— Work instruction —
Leave out the pictures and transcribe every entry below exactly.

BEGIN Dataset entries

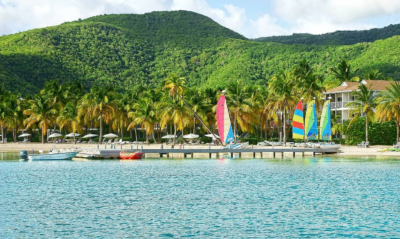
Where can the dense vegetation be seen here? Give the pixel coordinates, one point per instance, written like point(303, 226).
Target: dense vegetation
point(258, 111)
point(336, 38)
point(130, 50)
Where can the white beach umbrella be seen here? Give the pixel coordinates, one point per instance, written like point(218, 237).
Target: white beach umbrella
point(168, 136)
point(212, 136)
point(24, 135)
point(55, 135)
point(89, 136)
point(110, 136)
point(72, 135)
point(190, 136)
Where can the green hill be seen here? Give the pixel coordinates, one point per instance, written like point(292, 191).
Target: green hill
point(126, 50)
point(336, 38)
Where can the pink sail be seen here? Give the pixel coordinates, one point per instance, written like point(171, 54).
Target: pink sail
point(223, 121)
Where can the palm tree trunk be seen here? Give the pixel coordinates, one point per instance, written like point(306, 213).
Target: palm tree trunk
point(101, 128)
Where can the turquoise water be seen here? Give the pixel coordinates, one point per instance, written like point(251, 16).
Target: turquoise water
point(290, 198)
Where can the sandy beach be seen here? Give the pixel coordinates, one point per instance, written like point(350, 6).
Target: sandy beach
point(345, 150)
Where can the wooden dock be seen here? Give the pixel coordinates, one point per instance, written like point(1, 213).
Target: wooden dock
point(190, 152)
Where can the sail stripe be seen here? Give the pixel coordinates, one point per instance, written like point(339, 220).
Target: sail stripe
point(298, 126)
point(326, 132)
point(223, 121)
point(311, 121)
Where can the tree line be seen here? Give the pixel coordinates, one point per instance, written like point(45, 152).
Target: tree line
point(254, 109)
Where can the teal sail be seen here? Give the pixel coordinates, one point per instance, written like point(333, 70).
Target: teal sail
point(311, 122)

END Dataset entries

— Solution to this task —
Where can the dense vegetation be seen here? Give the pixel coordinates, one point per instance, written like point(303, 226).
Target: dense vegetation
point(258, 111)
point(336, 38)
point(130, 50)
Where can the white beach umbrella be seen here? Give the pixel coordinates, one point per instance, written like point(218, 237).
Target: white beach umbrella
point(168, 136)
point(212, 136)
point(24, 135)
point(55, 135)
point(89, 136)
point(110, 136)
point(72, 135)
point(190, 136)
Where can the green hill be seen here? Give the pixel coordinates, one point per instance, written like point(292, 191).
Target: green hill
point(126, 50)
point(336, 38)
Where can the pink sail be seen here? Give the pixel coordinates, one point per instance, written like point(171, 54).
Target: pink sail
point(223, 121)
Where can the palm tree trunk be seen here? Give the pixel coordinates, one point per instance, written like point(306, 213).
Target: palm tree trunk
point(101, 128)
Where can the turquoise water be seen here? Give the pixel coordinates, one point per instance, written like point(251, 16).
Target: turquoise water
point(290, 198)
Where can the sandy beach be seen here? Give the pixel coordinates, one point per instance, written like point(350, 6).
Target: sandy beach
point(345, 150)
Where can the wooden dock be seen here? Give the pixel coordinates, one point per instance, written like point(1, 213).
Target: wooden dock
point(190, 152)
Where can the sail stripe be seen here? Give the pixel coordinates, one point per instance, written like point(339, 220).
Target: sail stripe
point(298, 126)
point(326, 132)
point(223, 121)
point(311, 121)
Where can the tree line be seen here? Give the pixel coordinates, one point per instance, written like point(45, 152).
Target: tree line
point(254, 109)
Where can the teal sail be seen here? Give the pixel coordinates, one point per instance, written like point(333, 70).
Target: teal sail
point(311, 122)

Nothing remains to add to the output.